Your tasks
A – In the forum thread, how much more did DK9 get the seller to take off the price in person?
B – Do these statements agree with the forum thread? Answer yes or no for each and quote the words that decide it: (i) DK9 lives in New Hampshire. (ii) Ariens is offering a full 5 year warranty to buyers of new machines before the end of November. (iii) rawbar bought the 1332 Pro listed in NH.
C – Carry on the forum thread after its last post.

Passage given
┄┄┄┄┄┄┄┄┄┄┄┄┄┄┄┄┄┄┄┄

I remembered a few issues and looked them up and this model was one of the ones that had issues. Water getting in the tractor housing and causing slippage from ice forming. The chute "waggle" issue and belts. This may have had the upgrades, if not it can give you wiggle room on an offer.
https://nh.craigslist.org/grd/5170400164.html


----------



## rawbar (Aug 16, 2015)

That's strange. I was just looking at the EXACT listing those pics above came from and came here to do some research.


----------



## jtclays (Sep 24, 2010)

i found it just googling east coast craigs for a ball park figure for DK9. Not a bad looking machine, but can't see $850 for it.


----------



## Biketrax (Jan 28, 2015)

Keep in mind!! Ariens is offering a full 5 year warranty if you buy new before End of November!!! as opposed to the original 3 year deal!
Nice factor.
I would low ball a good offer this time of year!!
His price seems a bit high.
You have the power in hand at this point, as Trump would say.


----------



## DK9 (Aug 29, 2015)

Haha! Thanks guys. That wasn't the listing. I'm in MA not NH. But looks like the same model. I was able to talk him down $100 more in person and I'm happy with the purchase. I looked around but it just seemed like getting something with the same features (the chute, hand warmers, hp) was going to be a lot more dough. Maybe I'm just still traumatized by last winter but I wanted to get something NOW. Hope I don't regret it


----------



## Big Ed (Feb 10, 2013)

In the pictures above, what would the two knobs things on the top of the bucket be for?


----------



## jtclays (Sep 24, 2010)

Ed, If you look at the right side view pic, you can kinda see the circular outline on the bucket. My guess is they put those studs on to hold cast iron barbell weights.


----------



## Biketrax (Jan 28, 2015)

Good LUCK with your new purchase and Throw in a picture of your new toy!


----------



## rawbar (Aug 16, 2015)

There was a NH listing two days ago for an 1332 Pro in immaculate shape and just tuned up for $525. I saw it within 15 minutes of posting and sat on it because it was bigger than I wanted. I decided to jump on it 45 minutes after it was posted but it was gone. Just as well, the wife wants to be able to use this and I don't think she could have handled the 1332. I was annoyed at myself at first but in hindsight it's really not the right machine.

┄┄┄┄┄┄┄┄┄┄┄┄┄┄┄┄┄┄┄┄

Excerpt from a data file:
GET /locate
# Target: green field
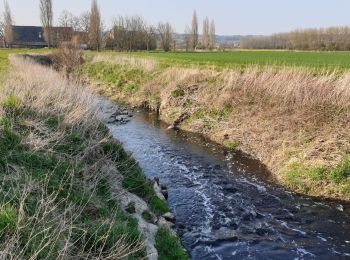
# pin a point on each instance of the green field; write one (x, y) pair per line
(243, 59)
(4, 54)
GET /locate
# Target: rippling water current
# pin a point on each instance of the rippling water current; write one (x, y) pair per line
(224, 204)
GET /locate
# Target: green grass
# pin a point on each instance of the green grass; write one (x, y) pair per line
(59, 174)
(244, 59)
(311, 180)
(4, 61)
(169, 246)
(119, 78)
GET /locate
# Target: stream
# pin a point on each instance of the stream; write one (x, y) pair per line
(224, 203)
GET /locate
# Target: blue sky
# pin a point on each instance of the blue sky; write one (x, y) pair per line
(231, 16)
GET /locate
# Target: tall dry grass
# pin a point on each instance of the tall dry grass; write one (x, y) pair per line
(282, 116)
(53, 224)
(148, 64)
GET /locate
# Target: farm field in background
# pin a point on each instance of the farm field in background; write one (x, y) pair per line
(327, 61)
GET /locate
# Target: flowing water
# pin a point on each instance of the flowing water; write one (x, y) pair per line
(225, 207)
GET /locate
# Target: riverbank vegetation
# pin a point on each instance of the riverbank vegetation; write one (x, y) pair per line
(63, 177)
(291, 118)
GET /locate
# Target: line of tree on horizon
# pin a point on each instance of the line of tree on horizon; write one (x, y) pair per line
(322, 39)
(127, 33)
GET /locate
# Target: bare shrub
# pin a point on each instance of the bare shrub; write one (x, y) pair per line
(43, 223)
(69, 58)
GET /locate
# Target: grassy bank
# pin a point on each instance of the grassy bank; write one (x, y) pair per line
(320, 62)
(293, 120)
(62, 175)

┄┄┄┄┄┄┄┄┄┄┄┄┄┄┄┄┄┄┄┄

Expected responses
A – $100.

B –
(i) No: "I'm in MA not NH."
(ii) Yes: "Ariens is offering a full 5 year warranty if you buy new before End of November!!!"
(iii) No: "I decided to jump on it 45 minutes after it was posted but it was gone."

C –
----------



## DK9 (Aug 29, 2015)

All I know is that I'm not getting my a%# kicked again this winter! Thanks for the input all.


----------



## uberT (Dec 29, 2013)

DK, welcome aboard! Looks like a nice one!

I hear we're supposed to have another crazy winter season....


----------



## uberT (Dec 29, 2013)

Biketrax said:


> Keep in mind!! Ariens is offering a full 5 year warranty if you buy new before end of November!!! as opposed to the original 3 year deal!


Very nice. I hadn't realized they were repeating this promo


----------



## jtclays (Sep 24, 2010)

DK, that is one nice looking blower there, congrats
Just curious if you noticed it had any of the updates like the double auger belt or the baffle under the belt guard?


----------



## YSHSfan (Jun 25, 2014)

DK9 said:


> All I know is that I'm not getting my a%# kicked again this winter! Thanks for the input all.


Looking at the picture I realized that the tires are probably swapped left to right. The directional threads "arrow" on top of the tires should point to the front, not the rear. Nice looking machine... k:










Just like this one....


----------



## rawbar (Aug 16, 2015)

DK9 which model is that? Yesterday I picked up a 926DLE (924124) from craigslist from somebody just south of boston for $785.


----------



## Cardo111 (Feb 16, 2015)

That looks like a solid machine where a comparable Ariens today would set you back about $1500.or so. Change the oil with either a 5W30 or similar weight synthetic and change the spark plug if not done so already and look forward to some snow.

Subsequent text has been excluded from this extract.